Problem statement:
Rewrite the listing starting at the line containing "Please box every woman in hijab you can see." and ending at the line containing "[0,0,1200,284]", replacing "canopy" with "awning" and leaving everything else unchanged.
[START OF Records for the exercise]
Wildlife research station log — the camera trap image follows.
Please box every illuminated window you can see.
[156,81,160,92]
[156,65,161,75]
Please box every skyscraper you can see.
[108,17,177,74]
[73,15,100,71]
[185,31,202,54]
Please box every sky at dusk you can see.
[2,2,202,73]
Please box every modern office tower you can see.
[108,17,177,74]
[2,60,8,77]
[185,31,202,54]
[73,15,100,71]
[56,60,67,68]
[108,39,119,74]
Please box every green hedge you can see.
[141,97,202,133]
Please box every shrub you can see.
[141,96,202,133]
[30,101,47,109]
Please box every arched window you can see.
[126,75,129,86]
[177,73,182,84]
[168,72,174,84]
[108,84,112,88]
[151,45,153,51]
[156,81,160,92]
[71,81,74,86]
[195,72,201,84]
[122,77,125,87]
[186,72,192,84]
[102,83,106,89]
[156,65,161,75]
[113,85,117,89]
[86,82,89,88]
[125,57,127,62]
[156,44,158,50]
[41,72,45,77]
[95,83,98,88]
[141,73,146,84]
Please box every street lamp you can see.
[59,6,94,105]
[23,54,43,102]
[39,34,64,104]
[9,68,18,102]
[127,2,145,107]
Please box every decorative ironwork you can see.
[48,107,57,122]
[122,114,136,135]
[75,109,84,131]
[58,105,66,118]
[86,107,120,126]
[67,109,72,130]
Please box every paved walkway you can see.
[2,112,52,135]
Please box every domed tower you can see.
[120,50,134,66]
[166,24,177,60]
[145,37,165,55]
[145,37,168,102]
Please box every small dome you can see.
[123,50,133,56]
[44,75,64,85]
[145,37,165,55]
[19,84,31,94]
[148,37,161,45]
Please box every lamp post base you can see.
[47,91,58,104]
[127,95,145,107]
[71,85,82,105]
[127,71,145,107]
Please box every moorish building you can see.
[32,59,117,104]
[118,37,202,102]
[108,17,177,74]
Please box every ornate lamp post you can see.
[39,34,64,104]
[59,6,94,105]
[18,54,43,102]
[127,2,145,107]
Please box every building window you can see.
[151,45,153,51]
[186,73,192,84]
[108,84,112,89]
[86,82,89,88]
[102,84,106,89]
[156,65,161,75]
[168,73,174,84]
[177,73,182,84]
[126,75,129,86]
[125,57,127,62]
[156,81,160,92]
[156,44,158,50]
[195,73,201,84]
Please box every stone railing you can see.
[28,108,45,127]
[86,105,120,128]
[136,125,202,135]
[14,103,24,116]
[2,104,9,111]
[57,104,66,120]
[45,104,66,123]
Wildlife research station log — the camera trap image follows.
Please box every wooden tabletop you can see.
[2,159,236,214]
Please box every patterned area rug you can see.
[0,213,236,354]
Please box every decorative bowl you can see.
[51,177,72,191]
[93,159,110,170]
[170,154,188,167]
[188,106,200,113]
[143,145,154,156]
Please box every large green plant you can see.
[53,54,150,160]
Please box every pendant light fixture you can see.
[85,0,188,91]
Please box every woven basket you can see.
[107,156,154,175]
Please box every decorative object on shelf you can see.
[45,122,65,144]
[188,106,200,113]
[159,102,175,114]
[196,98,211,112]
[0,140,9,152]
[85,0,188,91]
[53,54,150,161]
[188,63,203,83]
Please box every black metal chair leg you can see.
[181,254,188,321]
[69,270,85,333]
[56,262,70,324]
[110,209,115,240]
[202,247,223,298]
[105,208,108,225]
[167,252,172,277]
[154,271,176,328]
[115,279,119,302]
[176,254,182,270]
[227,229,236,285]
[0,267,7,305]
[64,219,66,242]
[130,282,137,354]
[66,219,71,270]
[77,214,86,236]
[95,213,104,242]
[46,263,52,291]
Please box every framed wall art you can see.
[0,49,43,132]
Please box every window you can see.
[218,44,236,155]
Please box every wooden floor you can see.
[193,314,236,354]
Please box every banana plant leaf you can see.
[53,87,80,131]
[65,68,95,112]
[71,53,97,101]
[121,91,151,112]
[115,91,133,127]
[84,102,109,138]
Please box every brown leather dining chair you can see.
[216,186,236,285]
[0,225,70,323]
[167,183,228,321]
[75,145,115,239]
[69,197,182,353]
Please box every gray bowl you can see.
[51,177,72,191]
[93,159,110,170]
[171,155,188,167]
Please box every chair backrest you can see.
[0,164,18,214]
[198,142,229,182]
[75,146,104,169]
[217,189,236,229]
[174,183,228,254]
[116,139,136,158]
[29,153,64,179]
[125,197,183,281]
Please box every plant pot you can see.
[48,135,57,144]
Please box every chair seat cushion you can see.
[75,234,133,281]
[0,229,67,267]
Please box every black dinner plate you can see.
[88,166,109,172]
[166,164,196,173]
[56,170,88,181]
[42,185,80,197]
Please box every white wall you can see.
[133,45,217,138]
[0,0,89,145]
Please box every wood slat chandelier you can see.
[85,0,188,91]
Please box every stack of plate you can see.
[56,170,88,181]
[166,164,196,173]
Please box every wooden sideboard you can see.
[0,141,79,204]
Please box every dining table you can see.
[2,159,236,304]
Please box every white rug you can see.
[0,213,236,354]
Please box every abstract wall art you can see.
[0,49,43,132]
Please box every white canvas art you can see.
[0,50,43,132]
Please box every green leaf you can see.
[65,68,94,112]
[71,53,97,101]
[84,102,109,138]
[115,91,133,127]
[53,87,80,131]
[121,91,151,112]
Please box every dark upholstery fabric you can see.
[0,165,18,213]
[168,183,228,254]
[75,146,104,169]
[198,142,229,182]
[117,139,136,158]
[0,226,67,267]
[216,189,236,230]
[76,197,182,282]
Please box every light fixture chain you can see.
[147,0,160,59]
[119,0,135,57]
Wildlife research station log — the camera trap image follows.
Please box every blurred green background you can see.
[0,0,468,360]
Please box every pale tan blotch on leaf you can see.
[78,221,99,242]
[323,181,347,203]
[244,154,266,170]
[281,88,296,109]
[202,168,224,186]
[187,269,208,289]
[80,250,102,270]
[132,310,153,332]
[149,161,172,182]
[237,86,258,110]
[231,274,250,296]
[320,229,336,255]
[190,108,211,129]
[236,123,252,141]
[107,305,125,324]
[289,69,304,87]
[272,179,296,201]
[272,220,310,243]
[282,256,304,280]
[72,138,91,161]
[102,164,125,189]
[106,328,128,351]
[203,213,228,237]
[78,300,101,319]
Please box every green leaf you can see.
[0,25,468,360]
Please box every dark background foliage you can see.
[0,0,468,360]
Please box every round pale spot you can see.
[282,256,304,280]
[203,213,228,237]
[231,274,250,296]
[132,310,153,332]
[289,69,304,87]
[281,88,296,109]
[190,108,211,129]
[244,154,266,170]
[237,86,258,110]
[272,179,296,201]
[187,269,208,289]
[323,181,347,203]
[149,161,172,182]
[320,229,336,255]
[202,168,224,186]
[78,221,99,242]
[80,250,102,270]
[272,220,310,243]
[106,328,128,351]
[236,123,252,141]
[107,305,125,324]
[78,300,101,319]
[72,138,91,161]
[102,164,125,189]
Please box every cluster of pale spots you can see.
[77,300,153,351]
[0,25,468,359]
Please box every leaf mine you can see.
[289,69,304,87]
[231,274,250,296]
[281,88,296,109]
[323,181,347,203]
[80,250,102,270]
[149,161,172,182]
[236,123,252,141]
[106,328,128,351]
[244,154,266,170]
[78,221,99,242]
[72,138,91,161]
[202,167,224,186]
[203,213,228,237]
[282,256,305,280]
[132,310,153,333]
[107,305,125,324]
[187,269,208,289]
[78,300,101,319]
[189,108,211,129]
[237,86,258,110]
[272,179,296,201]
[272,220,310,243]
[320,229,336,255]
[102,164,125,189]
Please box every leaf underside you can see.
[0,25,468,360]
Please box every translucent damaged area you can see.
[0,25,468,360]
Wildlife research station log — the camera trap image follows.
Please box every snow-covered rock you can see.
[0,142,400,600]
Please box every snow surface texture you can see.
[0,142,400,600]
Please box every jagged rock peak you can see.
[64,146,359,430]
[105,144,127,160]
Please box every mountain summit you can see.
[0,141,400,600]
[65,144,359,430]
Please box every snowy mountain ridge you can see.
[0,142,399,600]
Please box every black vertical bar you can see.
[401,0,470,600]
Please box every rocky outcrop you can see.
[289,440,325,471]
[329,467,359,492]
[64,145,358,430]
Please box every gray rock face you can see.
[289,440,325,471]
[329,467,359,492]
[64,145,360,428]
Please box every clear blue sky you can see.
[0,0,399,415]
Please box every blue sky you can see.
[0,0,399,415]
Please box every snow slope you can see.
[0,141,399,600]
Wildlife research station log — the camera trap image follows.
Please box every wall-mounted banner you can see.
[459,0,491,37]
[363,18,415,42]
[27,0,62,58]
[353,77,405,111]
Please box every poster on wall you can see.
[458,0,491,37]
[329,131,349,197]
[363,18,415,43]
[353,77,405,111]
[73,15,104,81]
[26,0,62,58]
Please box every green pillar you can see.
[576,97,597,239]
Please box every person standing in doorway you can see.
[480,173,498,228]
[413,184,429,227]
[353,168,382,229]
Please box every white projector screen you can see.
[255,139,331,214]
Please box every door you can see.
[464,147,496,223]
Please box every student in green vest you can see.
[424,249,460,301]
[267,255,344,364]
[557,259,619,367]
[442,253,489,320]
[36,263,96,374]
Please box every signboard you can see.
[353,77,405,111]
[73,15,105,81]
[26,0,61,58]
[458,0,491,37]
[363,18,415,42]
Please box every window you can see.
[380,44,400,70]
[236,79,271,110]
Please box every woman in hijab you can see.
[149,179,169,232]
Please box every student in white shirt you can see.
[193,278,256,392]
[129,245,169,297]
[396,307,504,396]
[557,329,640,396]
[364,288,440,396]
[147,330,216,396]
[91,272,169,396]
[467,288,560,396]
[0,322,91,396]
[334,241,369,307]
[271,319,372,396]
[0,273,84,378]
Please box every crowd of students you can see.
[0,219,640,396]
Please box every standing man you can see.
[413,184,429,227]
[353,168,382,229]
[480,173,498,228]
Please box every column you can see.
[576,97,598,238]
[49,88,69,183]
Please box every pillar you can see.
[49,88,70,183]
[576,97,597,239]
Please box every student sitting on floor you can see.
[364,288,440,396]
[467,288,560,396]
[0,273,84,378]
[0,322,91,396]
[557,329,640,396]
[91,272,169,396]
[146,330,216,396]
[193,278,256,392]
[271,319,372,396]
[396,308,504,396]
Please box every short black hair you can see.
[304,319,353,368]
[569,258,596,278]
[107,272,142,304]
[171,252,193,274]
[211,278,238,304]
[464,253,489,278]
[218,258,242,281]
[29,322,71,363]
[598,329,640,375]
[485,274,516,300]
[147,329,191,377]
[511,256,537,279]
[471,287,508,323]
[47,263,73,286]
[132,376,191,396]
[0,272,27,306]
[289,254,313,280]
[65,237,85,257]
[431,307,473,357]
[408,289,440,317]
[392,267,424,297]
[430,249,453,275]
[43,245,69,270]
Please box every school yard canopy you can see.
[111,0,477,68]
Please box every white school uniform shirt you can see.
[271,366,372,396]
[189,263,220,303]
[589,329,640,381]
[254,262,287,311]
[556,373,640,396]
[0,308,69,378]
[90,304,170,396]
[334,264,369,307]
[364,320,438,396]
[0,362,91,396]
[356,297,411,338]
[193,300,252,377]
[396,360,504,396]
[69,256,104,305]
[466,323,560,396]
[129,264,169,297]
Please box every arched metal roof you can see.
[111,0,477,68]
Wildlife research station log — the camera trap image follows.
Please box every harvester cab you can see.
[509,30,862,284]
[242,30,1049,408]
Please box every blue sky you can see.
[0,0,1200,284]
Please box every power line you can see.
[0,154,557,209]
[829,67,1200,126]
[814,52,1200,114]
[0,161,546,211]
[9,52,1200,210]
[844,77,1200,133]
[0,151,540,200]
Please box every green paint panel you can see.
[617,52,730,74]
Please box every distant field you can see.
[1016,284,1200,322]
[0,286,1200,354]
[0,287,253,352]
[END OF Records for the exercise]
The solution:
Please box every woman in hijab you can see.
[149,179,169,232]
Please box every student in white shirt you can see.
[193,278,256,392]
[129,245,169,297]
[396,307,504,396]
[557,329,640,396]
[364,288,440,396]
[147,330,216,396]
[91,272,169,396]
[467,288,560,396]
[0,322,91,396]
[334,241,369,307]
[271,319,372,396]
[0,273,84,378]
Please box every crowd of students you can see.
[0,219,640,396]
Please box every standing man you can see.
[413,184,429,227]
[353,168,382,229]
[480,173,498,228]
Please box every column you can see.
[576,97,598,238]
[49,88,69,183]
Please box every pillar you can see.
[49,88,70,183]
[576,97,597,239]
Please box every student sitting on floor you can see.
[364,288,440,396]
[467,288,560,396]
[0,273,84,378]
[0,322,91,396]
[557,329,640,396]
[91,272,169,396]
[146,330,216,396]
[193,278,256,392]
[271,319,372,396]
[396,308,504,396]
Please box every short black hair you can see.
[304,319,353,368]
[569,258,596,278]
[107,272,142,304]
[171,252,193,274]
[211,278,238,304]
[464,253,489,278]
[218,258,242,281]
[29,322,71,363]
[598,329,640,375]
[485,274,516,300]
[147,329,191,377]
[511,256,537,279]
[471,287,508,323]
[47,263,73,286]
[132,376,191,396]
[0,272,27,306]
[289,254,313,280]
[65,237,85,257]
[431,307,473,357]
[408,289,440,317]
[392,267,424,297]
[430,249,453,275]
[43,245,69,270]
Please box every school yard awning you can see.
[111,0,477,68]
Please box every white school uniform shirt you can see.
[271,366,372,396]
[189,263,220,303]
[589,329,640,381]
[254,262,287,311]
[556,373,640,396]
[0,308,69,378]
[90,304,170,396]
[334,264,369,307]
[364,320,438,396]
[0,362,91,396]
[356,297,411,338]
[193,300,252,377]
[396,360,504,396]
[69,256,104,305]
[466,323,560,396]
[129,264,169,297]
Please box every arched metal roof you can see.
[111,0,477,68]
Wildlife research station log — the camera trap image follows.
Please box every harvester cab you can see.
[509,30,862,284]
[242,30,1049,408]
Please box every blue sky you can see.
[0,0,1200,284]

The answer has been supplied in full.